STATED PROBLEM: Update the records below so that every "even-odd" becomes "nonzero", and reproduce all lines otherwise unchanged.

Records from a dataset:

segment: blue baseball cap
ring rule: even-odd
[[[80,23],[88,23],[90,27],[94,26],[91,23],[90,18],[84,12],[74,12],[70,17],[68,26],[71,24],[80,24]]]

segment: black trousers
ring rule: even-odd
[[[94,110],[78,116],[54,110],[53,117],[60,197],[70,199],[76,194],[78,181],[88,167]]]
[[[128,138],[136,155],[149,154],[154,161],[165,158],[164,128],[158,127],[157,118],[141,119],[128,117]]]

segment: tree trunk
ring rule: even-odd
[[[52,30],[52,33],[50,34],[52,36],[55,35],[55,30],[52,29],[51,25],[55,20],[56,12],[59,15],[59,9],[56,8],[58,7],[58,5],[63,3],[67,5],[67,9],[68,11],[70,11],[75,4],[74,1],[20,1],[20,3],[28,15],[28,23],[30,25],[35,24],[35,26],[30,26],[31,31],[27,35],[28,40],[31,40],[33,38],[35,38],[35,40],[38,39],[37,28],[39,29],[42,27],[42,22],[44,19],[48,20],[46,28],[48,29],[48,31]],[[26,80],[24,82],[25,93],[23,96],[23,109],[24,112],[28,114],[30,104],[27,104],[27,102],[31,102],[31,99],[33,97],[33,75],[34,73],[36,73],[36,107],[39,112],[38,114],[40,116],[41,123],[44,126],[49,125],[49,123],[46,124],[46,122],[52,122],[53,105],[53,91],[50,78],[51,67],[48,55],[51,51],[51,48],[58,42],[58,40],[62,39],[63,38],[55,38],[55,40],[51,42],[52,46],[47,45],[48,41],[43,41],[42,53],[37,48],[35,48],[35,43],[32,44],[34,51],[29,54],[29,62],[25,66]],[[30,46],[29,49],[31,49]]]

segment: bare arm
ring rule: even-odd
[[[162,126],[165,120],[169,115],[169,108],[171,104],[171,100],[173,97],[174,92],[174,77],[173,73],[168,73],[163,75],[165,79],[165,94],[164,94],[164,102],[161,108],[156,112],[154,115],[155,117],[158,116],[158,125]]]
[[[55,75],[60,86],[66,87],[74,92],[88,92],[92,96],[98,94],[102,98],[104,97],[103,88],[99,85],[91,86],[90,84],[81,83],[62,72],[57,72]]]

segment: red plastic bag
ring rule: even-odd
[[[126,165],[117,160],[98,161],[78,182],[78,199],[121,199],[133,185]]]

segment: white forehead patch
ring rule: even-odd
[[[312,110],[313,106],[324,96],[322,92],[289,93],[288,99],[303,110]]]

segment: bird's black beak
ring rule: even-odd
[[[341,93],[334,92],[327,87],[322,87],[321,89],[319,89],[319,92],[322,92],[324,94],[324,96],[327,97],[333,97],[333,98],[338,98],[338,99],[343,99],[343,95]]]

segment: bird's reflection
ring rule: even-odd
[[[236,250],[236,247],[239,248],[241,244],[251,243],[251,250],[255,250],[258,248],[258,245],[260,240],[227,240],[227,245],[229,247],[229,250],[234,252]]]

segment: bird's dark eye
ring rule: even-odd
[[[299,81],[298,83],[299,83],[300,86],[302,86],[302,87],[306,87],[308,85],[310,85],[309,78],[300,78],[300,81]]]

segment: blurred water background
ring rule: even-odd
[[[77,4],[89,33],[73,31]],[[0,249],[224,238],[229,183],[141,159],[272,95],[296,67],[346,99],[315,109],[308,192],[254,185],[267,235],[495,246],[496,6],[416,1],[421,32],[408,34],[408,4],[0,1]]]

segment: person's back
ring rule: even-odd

THE SOLUTION:
segment: blue baseball cap
ring rule: nonzero
[[[80,23],[88,23],[90,27],[94,26],[91,23],[90,18],[84,12],[74,12],[70,17],[68,26],[71,24],[80,24]]]

segment: black trousers
ring rule: nonzero
[[[94,110],[78,116],[54,110],[53,117],[60,197],[70,199],[76,194],[78,181],[88,167]]]
[[[128,138],[136,155],[149,154],[154,161],[165,158],[164,128],[158,127],[157,118],[141,119],[128,117]]]

segment: tree trunk
ring rule: nonzero
[[[52,30],[52,33],[50,34],[52,36],[55,35],[55,30],[52,29],[51,25],[55,20],[56,12],[59,15],[59,9],[56,8],[58,7],[58,5],[63,3],[67,5],[67,9],[68,11],[70,11],[75,4],[74,1],[20,1],[20,3],[28,15],[28,23],[30,25],[35,24],[35,26],[30,26],[31,31],[27,35],[28,40],[31,40],[33,38],[35,38],[35,40],[38,39],[37,28],[39,29],[42,27],[42,22],[44,19],[48,20],[46,28],[48,29],[48,31]],[[26,80],[24,82],[25,93],[23,96],[23,109],[24,112],[28,114],[30,104],[27,104],[27,102],[31,102],[31,99],[33,97],[33,75],[34,73],[36,73],[36,107],[39,112],[38,114],[40,116],[41,123],[44,126],[49,125],[49,123],[46,124],[46,122],[52,122],[53,105],[53,91],[50,78],[51,67],[48,55],[51,51],[51,48],[58,42],[58,40],[62,39],[63,38],[55,38],[55,40],[51,42],[52,46],[47,45],[48,41],[43,41],[42,53],[37,48],[35,48],[35,43],[32,44],[34,51],[29,54],[29,62],[25,66]],[[30,46],[29,49],[31,49]]]

segment: bare arm
ring rule: nonzero
[[[162,126],[165,120],[169,115],[169,108],[171,104],[171,100],[173,97],[174,92],[174,77],[173,73],[168,73],[163,75],[165,79],[165,94],[164,94],[164,102],[161,108],[156,112],[154,115],[155,117],[158,116],[158,125]]]
[[[55,75],[60,86],[66,87],[74,92],[88,92],[92,96],[98,94],[102,98],[104,97],[103,88],[99,85],[91,86],[90,84],[81,83],[62,72],[57,72]]]

segment: red plastic bag
ring rule: nonzero
[[[126,165],[117,160],[98,161],[78,182],[78,199],[121,199],[133,185]]]

segment: white forehead patch
ring rule: nonzero
[[[312,110],[313,106],[324,96],[322,92],[289,93],[288,99],[303,110]]]

segment: bird's black beak
ring rule: nonzero
[[[341,93],[334,92],[327,87],[322,87],[321,89],[319,89],[319,92],[322,92],[324,94],[324,96],[327,97],[333,97],[333,98],[338,98],[338,99],[343,99],[343,95]]]

segment: bird's reflection
ring rule: nonzero
[[[236,250],[236,247],[239,248],[241,244],[251,243],[251,250],[255,250],[258,248],[258,245],[260,240],[227,240],[227,245],[229,247],[229,250],[234,252]]]

segment: bird's dark eye
ring rule: nonzero
[[[299,81],[298,83],[299,83],[300,86],[302,86],[302,87],[306,87],[308,85],[310,85],[309,78],[300,78],[300,81]]]

segment: blurred water background
ring rule: nonzero
[[[77,4],[89,33],[73,31]],[[0,249],[224,238],[229,183],[141,159],[272,95],[296,67],[346,99],[315,109],[308,192],[254,185],[267,235],[495,246],[496,6],[416,1],[421,32],[408,34],[408,4],[0,1]]]

segment: person's back
ring rule: nonzero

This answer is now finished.